__Work to be completed__
How many lines in the material below contain the string "foliage"? Give only the number.

**** Material provided ****

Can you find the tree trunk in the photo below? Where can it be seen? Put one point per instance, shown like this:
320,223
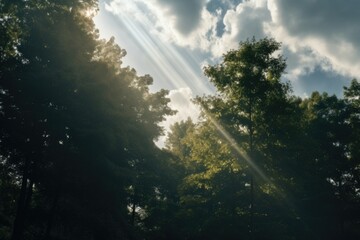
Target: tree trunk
22,204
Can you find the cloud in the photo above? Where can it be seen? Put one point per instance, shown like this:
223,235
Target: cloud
247,20
187,13
181,101
329,28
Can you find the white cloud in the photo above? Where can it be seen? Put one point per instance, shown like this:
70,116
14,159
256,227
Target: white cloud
329,28
316,34
243,22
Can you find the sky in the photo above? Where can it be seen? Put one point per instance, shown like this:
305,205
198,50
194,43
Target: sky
172,40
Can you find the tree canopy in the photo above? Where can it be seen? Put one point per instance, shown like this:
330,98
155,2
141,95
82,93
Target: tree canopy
77,152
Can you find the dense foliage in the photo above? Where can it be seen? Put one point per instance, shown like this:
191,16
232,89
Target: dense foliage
77,152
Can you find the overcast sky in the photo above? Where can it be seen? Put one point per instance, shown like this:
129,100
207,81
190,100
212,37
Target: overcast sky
173,39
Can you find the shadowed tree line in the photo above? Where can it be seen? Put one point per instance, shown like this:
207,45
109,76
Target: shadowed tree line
77,153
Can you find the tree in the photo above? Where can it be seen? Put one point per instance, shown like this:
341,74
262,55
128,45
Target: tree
251,100
76,126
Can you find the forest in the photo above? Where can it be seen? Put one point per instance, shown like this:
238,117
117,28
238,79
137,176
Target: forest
78,158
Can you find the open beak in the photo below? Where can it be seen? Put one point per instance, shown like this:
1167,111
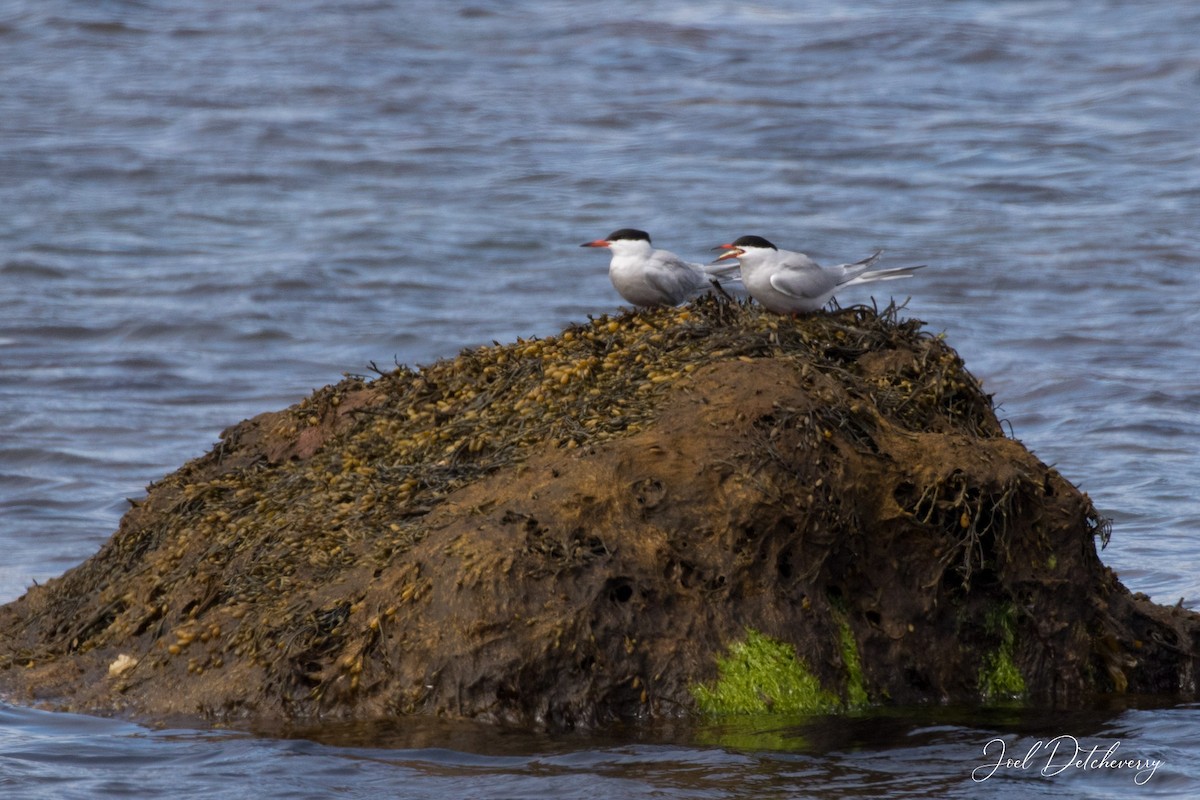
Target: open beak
730,252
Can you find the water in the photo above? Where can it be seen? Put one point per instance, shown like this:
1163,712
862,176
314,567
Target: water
208,210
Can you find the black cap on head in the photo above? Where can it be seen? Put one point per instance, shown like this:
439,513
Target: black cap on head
628,233
753,241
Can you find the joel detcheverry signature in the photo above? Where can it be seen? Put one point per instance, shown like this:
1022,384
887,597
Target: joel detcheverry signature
1051,757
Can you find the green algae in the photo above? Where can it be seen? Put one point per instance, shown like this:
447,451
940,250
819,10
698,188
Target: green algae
999,677
856,692
762,675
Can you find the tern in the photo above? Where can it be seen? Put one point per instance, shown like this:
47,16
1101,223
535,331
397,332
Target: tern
792,283
646,276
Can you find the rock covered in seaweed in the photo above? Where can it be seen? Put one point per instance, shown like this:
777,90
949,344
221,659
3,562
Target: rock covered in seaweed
577,529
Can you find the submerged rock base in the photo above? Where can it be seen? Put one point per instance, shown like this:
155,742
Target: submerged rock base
571,530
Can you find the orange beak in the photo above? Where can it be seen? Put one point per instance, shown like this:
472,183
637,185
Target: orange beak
730,252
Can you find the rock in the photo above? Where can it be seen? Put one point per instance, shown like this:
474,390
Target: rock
607,524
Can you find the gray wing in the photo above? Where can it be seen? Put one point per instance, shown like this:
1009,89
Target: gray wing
803,281
675,277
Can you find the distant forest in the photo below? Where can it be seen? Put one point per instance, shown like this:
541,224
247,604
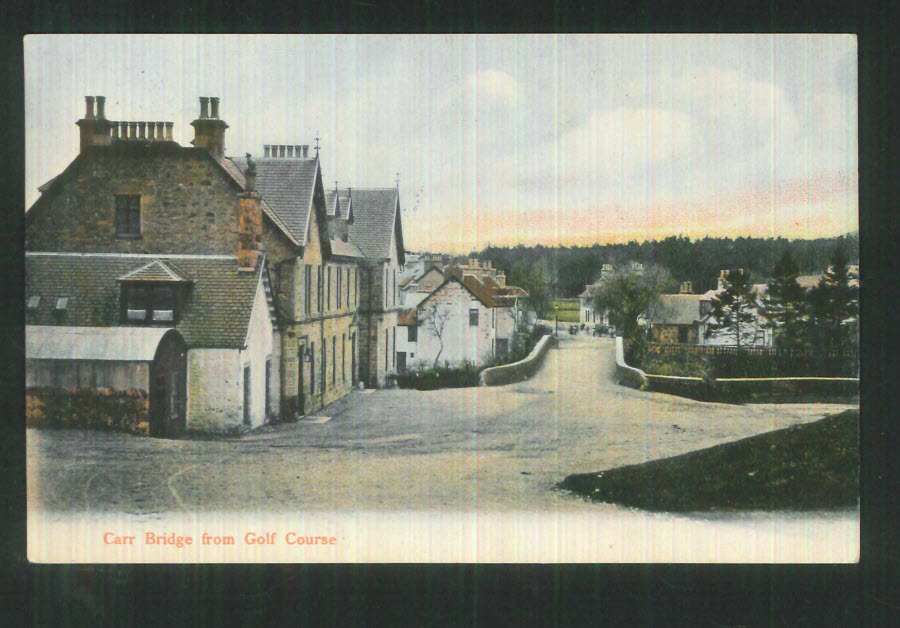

****

__Task output__
2